● EXERCISE AIM
Write the entries out again exactly; any picture among them gets left out.

[Stored data entries]
------------------------------------------------------------------------

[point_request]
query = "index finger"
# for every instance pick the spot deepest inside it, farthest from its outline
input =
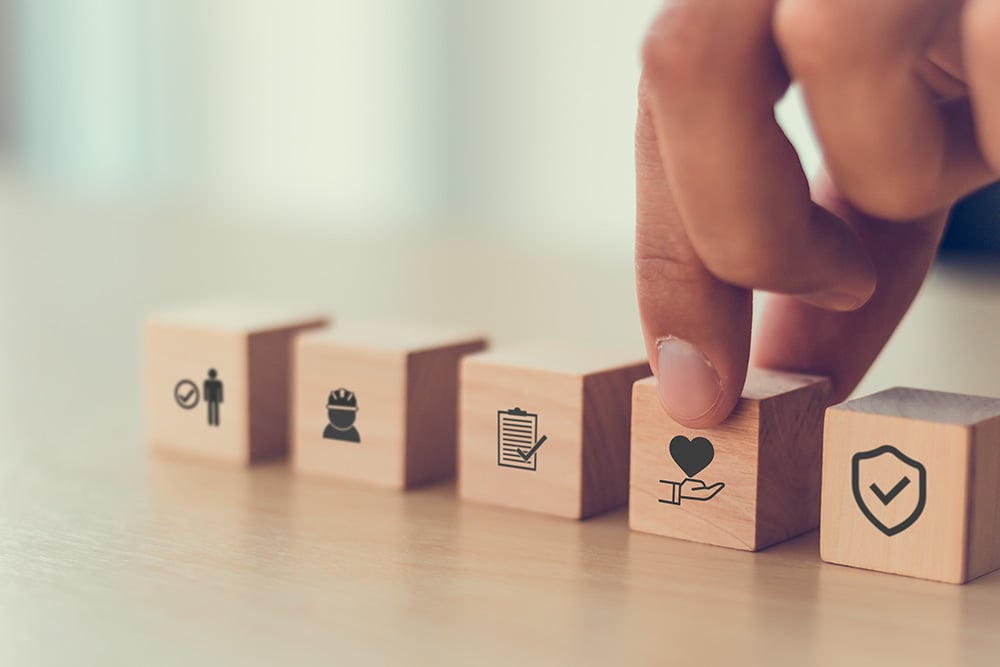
(697, 328)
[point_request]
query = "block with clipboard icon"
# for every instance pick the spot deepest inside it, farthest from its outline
(517, 439)
(544, 427)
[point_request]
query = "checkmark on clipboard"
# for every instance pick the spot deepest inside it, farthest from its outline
(526, 455)
(518, 440)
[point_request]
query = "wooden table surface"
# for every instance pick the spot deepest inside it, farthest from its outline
(109, 556)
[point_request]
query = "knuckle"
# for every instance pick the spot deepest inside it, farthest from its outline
(740, 260)
(676, 47)
(655, 268)
(895, 200)
(981, 25)
(810, 34)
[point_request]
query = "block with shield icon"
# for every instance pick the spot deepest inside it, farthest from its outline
(377, 403)
(911, 484)
(217, 379)
(749, 483)
(545, 428)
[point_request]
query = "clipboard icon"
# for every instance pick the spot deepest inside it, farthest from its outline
(517, 439)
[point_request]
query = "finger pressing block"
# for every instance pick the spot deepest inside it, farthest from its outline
(751, 482)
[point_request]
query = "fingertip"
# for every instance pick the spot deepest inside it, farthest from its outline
(690, 387)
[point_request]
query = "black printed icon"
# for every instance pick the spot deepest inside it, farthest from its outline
(517, 439)
(186, 394)
(342, 411)
(212, 390)
(691, 456)
(889, 487)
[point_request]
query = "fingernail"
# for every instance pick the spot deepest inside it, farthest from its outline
(688, 383)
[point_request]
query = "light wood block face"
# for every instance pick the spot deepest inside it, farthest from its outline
(378, 404)
(911, 484)
(239, 415)
(751, 482)
(547, 430)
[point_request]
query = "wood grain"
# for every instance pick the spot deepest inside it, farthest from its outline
(767, 454)
(957, 440)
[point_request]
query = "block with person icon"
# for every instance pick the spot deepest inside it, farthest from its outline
(217, 379)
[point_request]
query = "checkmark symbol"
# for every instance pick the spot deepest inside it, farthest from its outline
(886, 498)
(531, 452)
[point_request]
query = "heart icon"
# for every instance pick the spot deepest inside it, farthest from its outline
(692, 456)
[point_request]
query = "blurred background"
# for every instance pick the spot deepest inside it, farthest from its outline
(445, 160)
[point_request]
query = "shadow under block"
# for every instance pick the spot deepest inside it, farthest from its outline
(379, 404)
(911, 484)
(547, 430)
(749, 483)
(249, 350)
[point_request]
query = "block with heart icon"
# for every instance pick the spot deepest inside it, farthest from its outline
(545, 428)
(910, 484)
(217, 379)
(377, 402)
(751, 482)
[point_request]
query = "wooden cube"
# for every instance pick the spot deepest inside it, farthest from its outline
(217, 380)
(751, 482)
(911, 484)
(378, 403)
(546, 429)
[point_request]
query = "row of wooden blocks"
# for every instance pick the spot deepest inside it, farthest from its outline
(910, 479)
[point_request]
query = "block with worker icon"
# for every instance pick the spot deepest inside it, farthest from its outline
(377, 403)
(910, 484)
(749, 483)
(546, 428)
(217, 379)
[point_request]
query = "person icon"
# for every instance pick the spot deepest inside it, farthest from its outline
(341, 411)
(212, 393)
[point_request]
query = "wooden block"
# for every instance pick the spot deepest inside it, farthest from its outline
(911, 484)
(378, 403)
(217, 380)
(546, 429)
(751, 482)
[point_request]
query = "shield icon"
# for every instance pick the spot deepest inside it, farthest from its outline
(889, 487)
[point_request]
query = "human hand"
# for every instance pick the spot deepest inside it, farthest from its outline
(905, 99)
(690, 489)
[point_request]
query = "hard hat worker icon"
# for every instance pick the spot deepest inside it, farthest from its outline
(342, 410)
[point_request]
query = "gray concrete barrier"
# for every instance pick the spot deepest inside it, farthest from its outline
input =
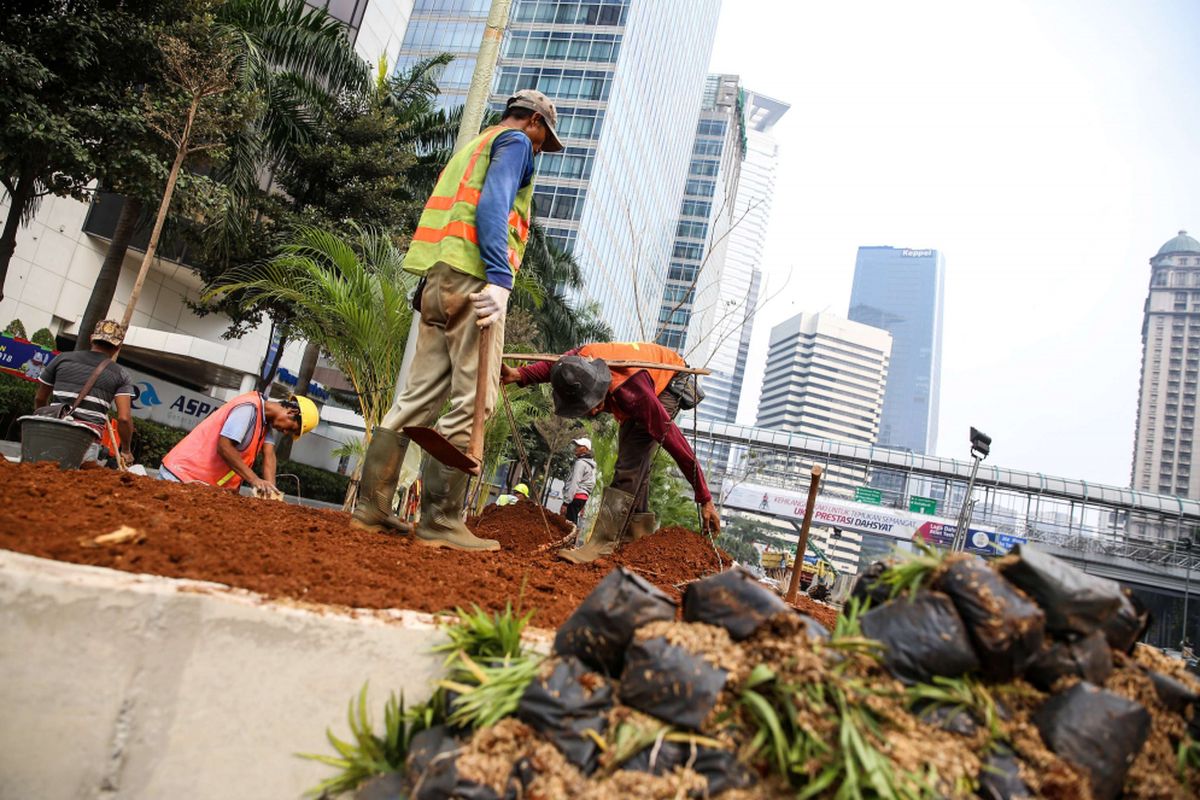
(119, 685)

------------------------------------------------------------------------

● TASK OUTPUT
[point_request]
query = "index finger"
# for every instance pick the spot deepest inside it, farthest from its outline
input =
(697, 328)
[point_request]
query = "block with clipboard icon"
# for every instance pick the spot deepest inside it, farthest from its outline
(517, 439)
(544, 427)
[point_request]
query = "checkmark on clipboard"
# for every instance pick the spot deepest inside it, farthest from its outline
(526, 455)
(518, 440)
[point_request]
query = "wooden table surface"
# for every instance pick the spot deepest inside it, farthest from its outline
(109, 556)
[point_request]
query = "knuckle"
# for every instance pick the spot deepest inside it, farthest from its outline
(740, 260)
(676, 47)
(655, 268)
(895, 200)
(981, 25)
(810, 34)
[point_request]
query = "block with shield icon"
# for every instance pick the spot deepest inside it, farthest from its outline
(377, 403)
(911, 484)
(217, 379)
(749, 483)
(545, 428)
[point_request]
query = "clipboard icon"
# for every instance pick the spot deepest inside it, farthest from its outline
(517, 439)
[point_request]
query = "finger pressing block"
# for every instance pick the spot deepest inside it, farthest from its outline
(751, 482)
[point_request]
query = "fingertip"
# for every instance pick the spot deepest inside it, farthest from its outline
(690, 387)
[point_request]
query = "black printed icon"
# for every instance pick the spot deepest inside it, farthest from its outline
(517, 439)
(186, 394)
(342, 411)
(212, 390)
(691, 456)
(889, 487)
[point_request]
query = "fingernail"
# for every instance pick the spot deepest inside it, farthest from its outline
(688, 383)
[point_request]
query = "light wood block face"
# for every instance pick the spot deepest inside it, farthest from its outline
(378, 404)
(911, 484)
(239, 415)
(751, 482)
(547, 430)
[point_request]
query = "wood grain"
# for every instance pick the spot deepest inside it, farthest from its outline
(767, 454)
(957, 440)
[point_request]
query = "block with person icon"
# for every instance pick the spot deepest inside it, farthest from its outline
(217, 379)
[point_request]
query = "checkmark symbol"
# for every instance pick the spot deepest inside it, farthest from its outline
(886, 498)
(531, 452)
[point_request]
query = "heart icon"
# for every instance pick the spot deepest inside it, farthest from its outline
(692, 456)
[point_request]
query = "blurred background"
# for every instance pick the spot deepest inside it, farthest from its outline
(445, 160)
[point_request]
query = "shadow under block"
# for every instance pick the spot deepest inside it, farthest from its outline
(379, 404)
(911, 484)
(547, 430)
(749, 483)
(249, 350)
[point_request]
query = "block with heart icon"
# for every instance pick the spot deepest inside it, farthest from its outline
(545, 428)
(910, 484)
(217, 379)
(377, 402)
(751, 482)
[point_request]
query = "wooden cube"
# for every instance pick the spot deepest inside it, farthest from its outline
(217, 380)
(751, 482)
(911, 484)
(378, 403)
(546, 429)
[point_request]
query = "row of wooden blocks"
# for every instance pick the spot deepest inside it, farthest from its outline
(910, 479)
[point_request]
query = "block with worker icon"
# for every instance pick the spot deepest inside it, farthest from its outline
(377, 403)
(910, 484)
(749, 483)
(546, 428)
(217, 379)
[point_request]
query = "person icon"
# for every instance pick the spot deepest inside it, farthest from its outline
(341, 411)
(212, 393)
[point_request]
query = "wooden block"
# for every instance pick the spot deepest inside it, farthest from its outline
(911, 484)
(378, 403)
(217, 380)
(546, 429)
(751, 482)
[point_request]
query = "shield icon"
# for every instance pick the spot deepest inside it, farthest from its outline
(889, 487)
[point_request]
query = "human hand"
# for every instance pick the spot deepest inside it, farthest from its outline
(905, 99)
(690, 489)
[point_request]
query = "hard hat worker icon"
# for every instance pick the spot deepest inside it, farthest from its outline
(342, 410)
[point_request]
query = "gray concrete barrier"
# for every instance pick the spot deepest inside it, farthest from its outline
input =
(119, 685)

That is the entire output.